Esa definición estalinista tan despreciada que califica a los escritores de ingenieros del alma humana, resulta hoy muy adecuada para los escritores que producen en masa. Los ingenieros trabajan en fábricas, ¿no es así? ¿Y quién trabaja en la industria editorial? ¿Almas cándidas visitadas por las musas o trabajadores industriales, incluidos, tal vez, los ingenieros?
Stephen King es uno de los muchos ingenieros modernos del alma humana. Este mega escritor obtuvo un mega anticipo de diecisiete millones de dólares por su último libro. Los ingenieros del alma comunistas recibían un anticipo sobre su futura culpa histórica en forma de cajas de vodka, cirrosis hepática y la posibilidad constante de que el KGB llamase a su puerta.
Nuestro escritor en el exilio comprende entonces que ha terminado en el exilio provisto de un oficio antiguo que desapareció hace tiempo y que ya nadie necesita. Su tragicómica situación se multiplica de manera exponencial. Dejó un entorno represivo a fin de seguir siendo escritor, y ha terminado en otro semejante, sujeto a las normas represivas que rigen el mercado del libro. Al final, el escritor se enfrenta a la última paradoja: los buenos escritores se sienten marginados estén donde estén, y sólo los malos se sienten a sus anchas en cualquier parte.
---+---
* Tareas pendientes:
[a] Responde según el texto:
(i) ¿A quiénes califica de ingenieros del alma humana la definición estalinista?
(ii) ¿Cuánto recibió Stephen King como anticipo por su último libro?
(iii) ¿Quiénes se sienten a sus anchas en cualquier parte?
[b] Transcribe del texto el fragmento que comienza en las palabras "Nuestro escritor en" y termina tras las palabras "en cualquier parte.".
[c] Enumera, según el texto, las formas en que los ingenieros del alma comunistas recibían su anticipo.
Los registros no tienen relación con el texto.

* Registros listados:
---+---
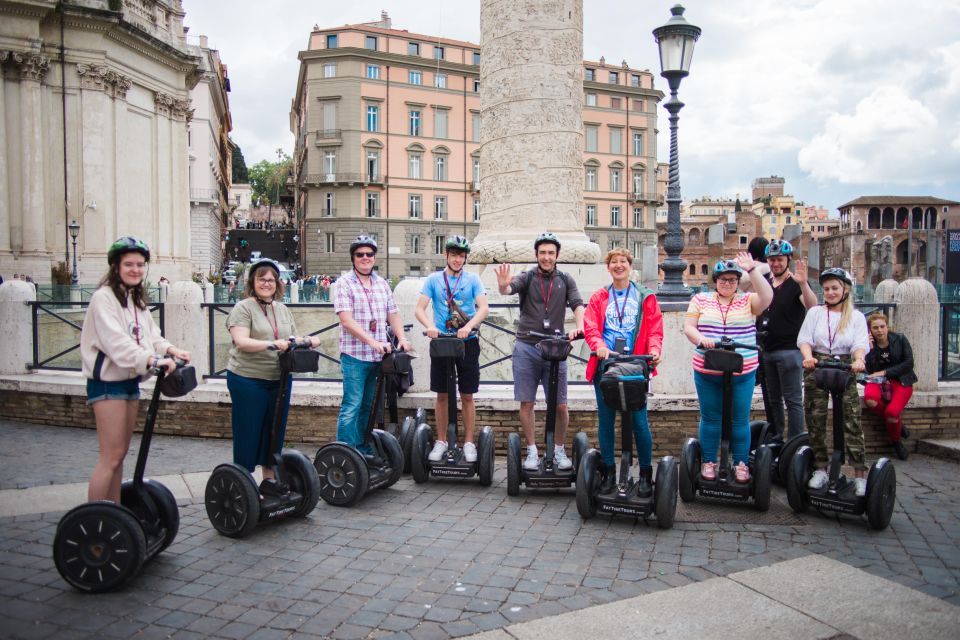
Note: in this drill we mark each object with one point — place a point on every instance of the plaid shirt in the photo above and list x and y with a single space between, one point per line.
364 305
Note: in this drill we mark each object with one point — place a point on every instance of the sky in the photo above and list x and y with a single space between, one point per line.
842 98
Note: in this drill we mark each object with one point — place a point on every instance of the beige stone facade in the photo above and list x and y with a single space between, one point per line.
125 87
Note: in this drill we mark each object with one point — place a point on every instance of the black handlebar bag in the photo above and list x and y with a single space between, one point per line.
624 385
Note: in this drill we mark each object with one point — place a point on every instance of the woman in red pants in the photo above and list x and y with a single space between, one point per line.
890 357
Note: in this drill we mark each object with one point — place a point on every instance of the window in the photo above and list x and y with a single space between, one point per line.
415 122
591 138
413 165
440 117
591 180
616 138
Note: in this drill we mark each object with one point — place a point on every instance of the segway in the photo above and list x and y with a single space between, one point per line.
101 545
839 495
448 347
234 503
346 474
624 380
554 348
726 360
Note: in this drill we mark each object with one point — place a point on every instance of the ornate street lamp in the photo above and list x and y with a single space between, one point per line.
74 228
676 40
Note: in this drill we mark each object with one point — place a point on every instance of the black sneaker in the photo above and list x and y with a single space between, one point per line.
901 450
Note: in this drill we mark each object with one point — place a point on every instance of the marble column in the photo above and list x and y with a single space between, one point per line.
531 144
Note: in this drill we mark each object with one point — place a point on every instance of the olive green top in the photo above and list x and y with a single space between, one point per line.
249 313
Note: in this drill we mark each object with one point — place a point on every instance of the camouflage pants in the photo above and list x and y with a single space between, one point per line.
817 412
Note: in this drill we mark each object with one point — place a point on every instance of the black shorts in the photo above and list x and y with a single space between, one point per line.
468 370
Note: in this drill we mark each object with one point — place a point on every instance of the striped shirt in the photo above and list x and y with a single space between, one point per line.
364 305
735 321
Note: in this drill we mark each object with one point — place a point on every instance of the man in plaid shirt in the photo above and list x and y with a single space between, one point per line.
365 306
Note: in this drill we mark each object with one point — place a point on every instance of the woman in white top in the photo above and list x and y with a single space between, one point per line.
834 330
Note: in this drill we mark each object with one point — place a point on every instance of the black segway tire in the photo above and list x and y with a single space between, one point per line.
303 479
665 492
689 469
406 439
99 546
394 452
485 456
513 464
232 501
801 468
166 505
881 493
419 463
588 483
344 477
762 468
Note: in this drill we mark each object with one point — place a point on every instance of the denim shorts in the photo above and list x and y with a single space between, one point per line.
98 390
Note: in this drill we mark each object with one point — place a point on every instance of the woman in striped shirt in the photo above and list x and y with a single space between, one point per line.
---+---
* Soluciones por tarea:
[a]
(i) A los escritores.
(ii) Diecisiete millones de dólares.
(iii) Los malos escritores.

[b]
Nuestro escritor en el exilio comprende entonces que ha terminado en el exilio provisto de un oficio antiguo que desapareció hace tiempo y que ya nadie necesita. Su tragicómica situación se multiplica de manera exponencial. Dejó un entorno represivo a fin de seguir siendo escritor, y ha terminado en otro semejante, sujeto a las normas represivas que rigen el mercado del libro. Al final, el escritor se enfrenta a la última paradoja: los buenos escritores se sienten marginados estén donde estén, y sólo los malos se sienten a sus anchas en cualquier parte.

[c]
- Cajas de vodka
- Cirrosis hepática
- La posibilidad constante de que el KGB llamase a su puerta